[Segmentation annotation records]
========

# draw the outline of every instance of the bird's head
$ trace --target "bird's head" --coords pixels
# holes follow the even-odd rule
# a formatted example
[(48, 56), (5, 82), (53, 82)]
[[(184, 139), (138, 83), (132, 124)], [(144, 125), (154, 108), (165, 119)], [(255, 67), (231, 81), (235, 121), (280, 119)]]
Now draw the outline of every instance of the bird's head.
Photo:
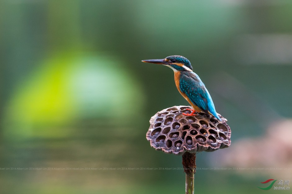
[(189, 60), (180, 55), (172, 55), (162, 59), (144, 60), (142, 62), (156, 64), (161, 64), (172, 69), (173, 70), (180, 71), (192, 71), (193, 67)]

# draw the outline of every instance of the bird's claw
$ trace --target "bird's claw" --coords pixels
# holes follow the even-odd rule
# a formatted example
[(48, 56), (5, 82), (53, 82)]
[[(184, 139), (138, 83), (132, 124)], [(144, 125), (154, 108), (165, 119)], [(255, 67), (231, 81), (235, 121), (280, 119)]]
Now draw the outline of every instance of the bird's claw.
[(185, 109), (185, 110), (188, 110), (188, 111), (192, 111), (192, 112), (189, 114), (188, 113), (183, 113), (182, 114), (185, 116), (193, 116), (195, 114), (195, 113), (197, 112), (196, 111), (191, 108), (186, 108)]

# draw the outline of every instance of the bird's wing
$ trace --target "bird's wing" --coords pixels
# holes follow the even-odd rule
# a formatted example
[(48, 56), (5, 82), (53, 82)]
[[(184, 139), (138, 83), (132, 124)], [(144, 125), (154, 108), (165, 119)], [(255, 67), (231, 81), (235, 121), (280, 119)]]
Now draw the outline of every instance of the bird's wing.
[(210, 105), (209, 104), (213, 104), (212, 102), (205, 85), (196, 74), (182, 74), (180, 88), (193, 103), (204, 112), (208, 112)]

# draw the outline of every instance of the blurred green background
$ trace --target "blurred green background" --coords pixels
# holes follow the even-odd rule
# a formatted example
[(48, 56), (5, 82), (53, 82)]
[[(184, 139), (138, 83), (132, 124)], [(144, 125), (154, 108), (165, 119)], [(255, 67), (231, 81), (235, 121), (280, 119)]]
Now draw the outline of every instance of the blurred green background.
[(182, 167), (145, 136), (187, 102), (141, 62), (179, 55), (232, 130), (197, 166), (268, 168), (198, 168), (195, 192), (278, 193), (257, 187), (292, 181), (291, 24), (288, 0), (1, 0), (0, 192), (184, 193), (182, 170), (144, 169)]

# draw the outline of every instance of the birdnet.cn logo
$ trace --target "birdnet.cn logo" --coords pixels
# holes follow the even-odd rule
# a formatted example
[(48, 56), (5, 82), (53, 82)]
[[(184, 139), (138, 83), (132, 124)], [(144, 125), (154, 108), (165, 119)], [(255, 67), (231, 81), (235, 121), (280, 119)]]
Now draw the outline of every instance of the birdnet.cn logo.
[[(274, 183), (277, 180), (271, 178), (268, 179), (264, 182), (261, 182), (261, 183), (264, 184), (265, 186), (267, 187), (258, 187), (262, 190), (269, 190), (273, 187)], [(289, 182), (289, 180), (279, 180), (277, 182), (277, 185), (274, 186), (273, 188), (274, 190), (289, 190), (290, 189), (290, 187), (288, 187)]]

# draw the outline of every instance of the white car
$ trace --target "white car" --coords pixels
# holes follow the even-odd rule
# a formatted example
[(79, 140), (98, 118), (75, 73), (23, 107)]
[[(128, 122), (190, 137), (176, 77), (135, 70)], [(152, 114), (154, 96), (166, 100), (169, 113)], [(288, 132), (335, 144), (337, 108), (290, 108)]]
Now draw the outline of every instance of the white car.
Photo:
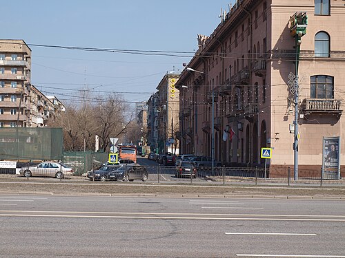
[(72, 175), (73, 169), (62, 163), (42, 162), (37, 166), (23, 166), (19, 173), (25, 177), (32, 175), (53, 176), (58, 179), (63, 178), (66, 175)]

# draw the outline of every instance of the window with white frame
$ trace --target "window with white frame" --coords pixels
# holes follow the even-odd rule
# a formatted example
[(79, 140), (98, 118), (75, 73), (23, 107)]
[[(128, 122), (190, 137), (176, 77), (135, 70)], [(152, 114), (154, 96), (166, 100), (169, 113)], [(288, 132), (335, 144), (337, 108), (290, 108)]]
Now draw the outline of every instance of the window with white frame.
[(315, 37), (315, 57), (329, 57), (329, 35), (325, 32), (319, 32)]
[(310, 98), (334, 98), (333, 79), (327, 75), (310, 76)]
[(315, 14), (317, 15), (329, 15), (329, 0), (315, 0)]

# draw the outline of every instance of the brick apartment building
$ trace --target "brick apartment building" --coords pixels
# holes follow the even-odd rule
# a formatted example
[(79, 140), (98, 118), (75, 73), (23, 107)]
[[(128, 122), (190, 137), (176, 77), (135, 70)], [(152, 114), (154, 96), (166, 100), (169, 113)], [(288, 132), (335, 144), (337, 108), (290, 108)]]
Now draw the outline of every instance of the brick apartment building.
[[(297, 17), (307, 24), (302, 42), (291, 34)], [(270, 147), (270, 173), (277, 174), (294, 165), (297, 114), (299, 168), (319, 171), (328, 137), (338, 138), (344, 168), (344, 0), (238, 1), (210, 36), (198, 35), (199, 50), (177, 83), (181, 153), (211, 156), (213, 142), (215, 160), (261, 166), (261, 148)], [(224, 129), (235, 133), (231, 141), (223, 140)]]

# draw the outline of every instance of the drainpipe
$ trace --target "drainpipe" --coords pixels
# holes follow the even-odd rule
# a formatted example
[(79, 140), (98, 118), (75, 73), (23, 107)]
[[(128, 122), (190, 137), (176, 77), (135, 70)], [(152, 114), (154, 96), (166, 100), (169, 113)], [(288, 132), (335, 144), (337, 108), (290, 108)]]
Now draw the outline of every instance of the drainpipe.
[[(252, 56), (254, 54), (254, 53), (253, 53), (253, 51), (252, 51), (252, 46), (253, 46), (252, 13), (248, 11), (244, 7), (243, 7), (243, 2), (241, 3), (241, 4), (239, 5), (239, 7), (245, 12), (246, 12), (248, 15), (249, 15), (249, 28), (248, 28), (248, 29), (250, 30), (249, 33), (250, 33), (250, 45), (249, 47), (249, 50), (250, 51), (250, 54), (249, 55), (249, 65), (248, 65), (248, 69), (249, 70), (249, 87), (252, 87)], [(259, 103), (257, 103), (257, 111), (259, 111)], [(258, 142), (257, 145), (258, 146), (259, 146), (259, 120), (258, 120), (257, 121), (257, 142)], [(250, 158), (249, 160), (251, 160), (252, 162), (253, 162), (253, 151), (254, 151), (254, 150), (252, 148), (252, 151), (251, 151), (251, 153), (249, 153), (250, 156), (251, 156), (251, 158)], [(257, 148), (255, 150), (255, 151), (257, 152)], [(258, 156), (258, 159), (259, 159), (259, 155), (257, 156)]]

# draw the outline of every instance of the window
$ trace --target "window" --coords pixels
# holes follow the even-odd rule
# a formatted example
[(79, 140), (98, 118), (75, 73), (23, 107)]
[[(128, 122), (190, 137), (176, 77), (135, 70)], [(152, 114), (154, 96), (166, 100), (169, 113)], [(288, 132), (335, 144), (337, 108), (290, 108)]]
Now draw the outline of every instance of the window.
[(329, 57), (329, 36), (324, 32), (315, 34), (315, 57)]
[(262, 103), (266, 102), (266, 80), (262, 80)]
[(315, 14), (329, 15), (329, 0), (315, 0)]
[(310, 76), (310, 98), (334, 98), (333, 77), (327, 75)]

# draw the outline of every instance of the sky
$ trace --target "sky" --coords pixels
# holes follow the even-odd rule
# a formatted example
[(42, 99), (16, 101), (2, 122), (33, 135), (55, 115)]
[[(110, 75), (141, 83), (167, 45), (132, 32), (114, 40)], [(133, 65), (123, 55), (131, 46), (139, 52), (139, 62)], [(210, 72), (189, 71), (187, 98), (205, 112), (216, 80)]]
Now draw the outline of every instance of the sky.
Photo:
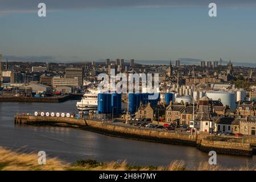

========

▸ **THE REQUEST**:
Format every line of these records as a JSON list of strings, one string per line, and omit the blank lines. Leave the pictures out.

▸ **RESPONSE**:
[
  "# draw the outline of every instance of the bird's head",
  "$ trace --target \"bird's head\" --coords pixels",
  "# holes follow the even-odd rule",
  "# a formatted example",
  "[(48, 56), (5, 82), (53, 82)]",
  "[[(184, 139), (138, 83), (132, 124)], [(144, 125), (154, 108), (165, 119)], [(255, 67), (231, 81), (235, 121), (280, 119)]]",
  "Now draw the outline of every instance of the bird's head.",
  "Photo:",
  "[(189, 60), (180, 55), (172, 55), (162, 59), (144, 60), (142, 62), (156, 64), (161, 64), (172, 69), (173, 70), (180, 71), (192, 71), (193, 67)]",
  "# draw the outline of every instance of the bird's claw",
  "$ trace --target \"bird's claw\" --coords pixels",
  "# holes follow the even-odd rule",
  "# a formatted example",
  "[(48, 56), (5, 82), (53, 82)]",
  "[[(184, 139), (138, 83), (132, 124)], [(144, 125), (154, 108), (165, 119)], [(255, 67), (231, 81), (235, 121), (280, 119)]]",
  "Now draw the outline of every instance of the bird's claw.",
  "[(185, 109), (185, 110), (188, 110), (188, 111), (192, 111), (192, 112), (189, 114), (188, 113), (183, 113), (182, 114), (185, 116), (193, 116), (195, 114), (195, 113), (197, 112), (196, 111), (191, 108), (186, 108)]",
  "# draw the outline of every instance of the bird's wing",
  "$ trace --target \"bird's wing\" --coords pixels",
  "# holes follow the even-odd rule",
  "# a formatted example",
  "[(48, 56), (5, 82), (53, 82)]",
  "[[(184, 139), (138, 83), (132, 124)], [(144, 125), (154, 108), (165, 119)], [(255, 67), (231, 81), (235, 121), (280, 119)]]",
  "Now draw the outline of every instance of the bird's wing.",
  "[(210, 105), (209, 104), (213, 104), (212, 102), (205, 85), (196, 74), (182, 74), (180, 88), (193, 103), (204, 112), (208, 112)]",
  "# draw the outline of every instance of the blurred green background",
  "$ trace --target \"blurred green background\" --coords pixels",
  "# holes follow the even-odd rule",
  "# a formatted example",
  "[(48, 56), (5, 82), (53, 82)]",
  "[[(184, 139), (138, 83), (132, 124)], [(144, 125), (154, 108), (165, 119)], [(255, 67), (231, 81), (235, 121), (280, 119)]]",
  "Now draw the outline of every instance of the blurred green background.",
  "[(182, 167), (145, 136), (187, 102), (141, 62), (179, 55), (232, 130), (197, 166), (268, 168), (198, 168), (195, 192), (278, 193), (257, 187), (292, 181), (291, 24), (288, 0), (1, 0), (0, 192), (184, 193), (182, 170), (144, 169)]",
  "# draw the outline of every instance of the birdnet.cn logo",
  "$ trace --target \"birdnet.cn logo\" --coords pixels",
  "# holes follow the even-odd rule",
  "# a formatted example",
  "[(48, 56), (5, 82), (53, 82)]",
  "[[(184, 139), (138, 83), (132, 124)], [(144, 125), (154, 108), (165, 119)], [(255, 67), (231, 81), (235, 121), (280, 119)]]",
  "Now draw the outline of every instance of the birdnet.cn logo.",
  "[[(274, 183), (277, 180), (271, 178), (268, 179), (264, 182), (261, 182), (261, 183), (264, 184), (265, 186), (267, 187), (258, 187), (262, 190), (269, 190), (273, 187)], [(289, 182), (289, 180), (279, 180), (277, 182), (277, 185), (274, 186), (273, 188), (274, 190), (289, 190), (290, 189), (290, 187), (288, 187)]]",
  "# draw the outline of every instance of the white car",
  "$ trace --target \"white car\" --coords pixels",
  "# holes follow the even-odd rule",
  "# a formatted example",
  "[(79, 140), (98, 118), (75, 73), (23, 107)]",
  "[[(128, 122), (190, 137), (176, 77), (135, 70)], [(152, 114), (154, 96), (166, 100), (169, 113)], [(288, 132), (335, 144), (337, 108), (290, 108)]]",
  "Now draw the outline of every instance of the white car.",
  "Photo:",
  "[(72, 175), (73, 169), (62, 163), (42, 162), (37, 166), (23, 166), (19, 173), (25, 177), (32, 175), (53, 176), (58, 179), (63, 178), (66, 175)]",
  "# draw the outline of every instance of the window with white frame",
  "$ trace --target \"window with white frame\" --coords pixels",
  "# holes follow the even-odd rule",
  "# a formatted example",
  "[(79, 140), (98, 118), (75, 73), (23, 107)]",
  "[[(128, 122), (190, 137), (176, 77), (135, 70)], [(152, 114), (154, 96), (166, 100), (169, 113)], [(288, 132), (335, 144), (337, 108), (290, 108)]]",
  "Now draw the outline of every instance of the window with white frame.",
  "[(315, 37), (315, 57), (329, 57), (329, 35), (325, 32), (319, 32)]",
  "[(310, 98), (334, 98), (333, 79), (327, 75), (310, 76)]",
  "[(315, 14), (317, 15), (329, 15), (329, 0), (315, 0)]",
  "# draw the outline of every instance of the brick apartment building",
  "$ trace --target \"brick apartment building\" --coords pixels",
  "# holes follow the even-odd rule",
  "# a formatted example",
  "[(79, 140), (98, 118), (75, 73), (23, 107)]",
  "[[(128, 122), (190, 137), (176, 77), (135, 70)], [(152, 114), (154, 96), (166, 100), (169, 113)], [(288, 132), (335, 144), (337, 108), (290, 108)]]",
  "Now draw the outline of every instance of the brick apartment building.",
  "[[(297, 17), (307, 24), (302, 42), (291, 34)], [(270, 147), (270, 173), (277, 174), (294, 165), (297, 114), (299, 168), (319, 171), (328, 137), (338, 138), (344, 168), (344, 0), (238, 1), (210, 36), (198, 35), (199, 50), (177, 83), (181, 153), (211, 156), (213, 142), (215, 160), (261, 166), (261, 148)], [(224, 129), (235, 133), (231, 141), (223, 140)]]",
  "# draw the outline of every instance of the drainpipe",
  "$ trace --target \"drainpipe\" --coords pixels",
  "# holes follow the even-odd rule",
  "# a formatted example",
  "[(79, 140), (98, 118), (75, 73), (23, 107)]",
  "[[(128, 122), (190, 137), (176, 77), (135, 70)], [(152, 114), (154, 96), (166, 100), (169, 113)], [(288, 132), (335, 144), (337, 108), (290, 108)]]",
  "Now draw the outline of every instance of the drainpipe.",
  "[[(252, 56), (254, 54), (254, 53), (253, 53), (253, 51), (252, 51), (252, 46), (253, 46), (252, 13), (248, 11), (244, 7), (243, 7), (243, 2), (241, 3), (241, 4), (239, 5), (239, 7), (245, 12), (246, 12), (248, 15), (249, 15), (249, 28), (248, 28), (248, 29), (250, 30), (249, 33), (250, 33), (250, 45), (249, 47), (249, 50), (250, 51), (250, 54), (249, 55), (249, 65), (248, 65), (248, 69), (249, 70), (249, 87), (252, 87)], [(259, 103), (257, 103), (257, 111), (259, 111)], [(258, 142), (257, 145), (258, 146), (259, 146), (259, 120), (258, 120), (257, 121), (257, 142)], [(250, 158), (249, 160), (251, 160), (252, 162), (253, 162), (253, 151), (254, 151), (254, 150), (252, 148), (252, 151), (251, 151), (251, 153), (249, 153), (250, 156), (251, 156), (251, 158)], [(257, 148), (255, 150), (255, 151), (257, 152)], [(258, 156), (258, 159), (259, 159), (259, 155), (257, 156)]]",
  "# draw the outline of every instance of the window",
  "$ trace --target \"window\" --coords pixels",
  "# holes follow the even-odd rule",
  "# a formatted example",
  "[(79, 140), (98, 118), (75, 73), (23, 107)]",
  "[[(128, 122), (190, 137), (176, 77), (135, 70)], [(152, 114), (154, 96), (166, 100), (169, 113)], [(288, 132), (335, 144), (337, 108), (290, 108)]]",
  "Now draw the outline of every instance of the window.",
  "[(329, 57), (329, 36), (324, 32), (315, 34), (315, 57)]",
  "[(262, 103), (266, 102), (266, 80), (262, 80)]",
  "[(315, 14), (329, 15), (329, 0), (315, 0)]",
  "[(310, 76), (310, 98), (334, 98), (333, 77), (327, 75)]",
  "# draw the outline of every instance of the sky",
  "$ trace --target \"sky\" --coords pixels",
  "# holes follow the even-odd rule",
  "# a formatted example",
  "[(42, 99), (16, 101), (2, 122), (33, 135), (55, 115)]",
  "[[(110, 75), (141, 83), (167, 45), (132, 32), (114, 40)], [(133, 65), (123, 55), (131, 46), (139, 52), (139, 62)], [(210, 72), (189, 71), (187, 98), (205, 112), (216, 80)]]",
  "Now draw the outline of every instance of the sky.",
  "Photo:"
]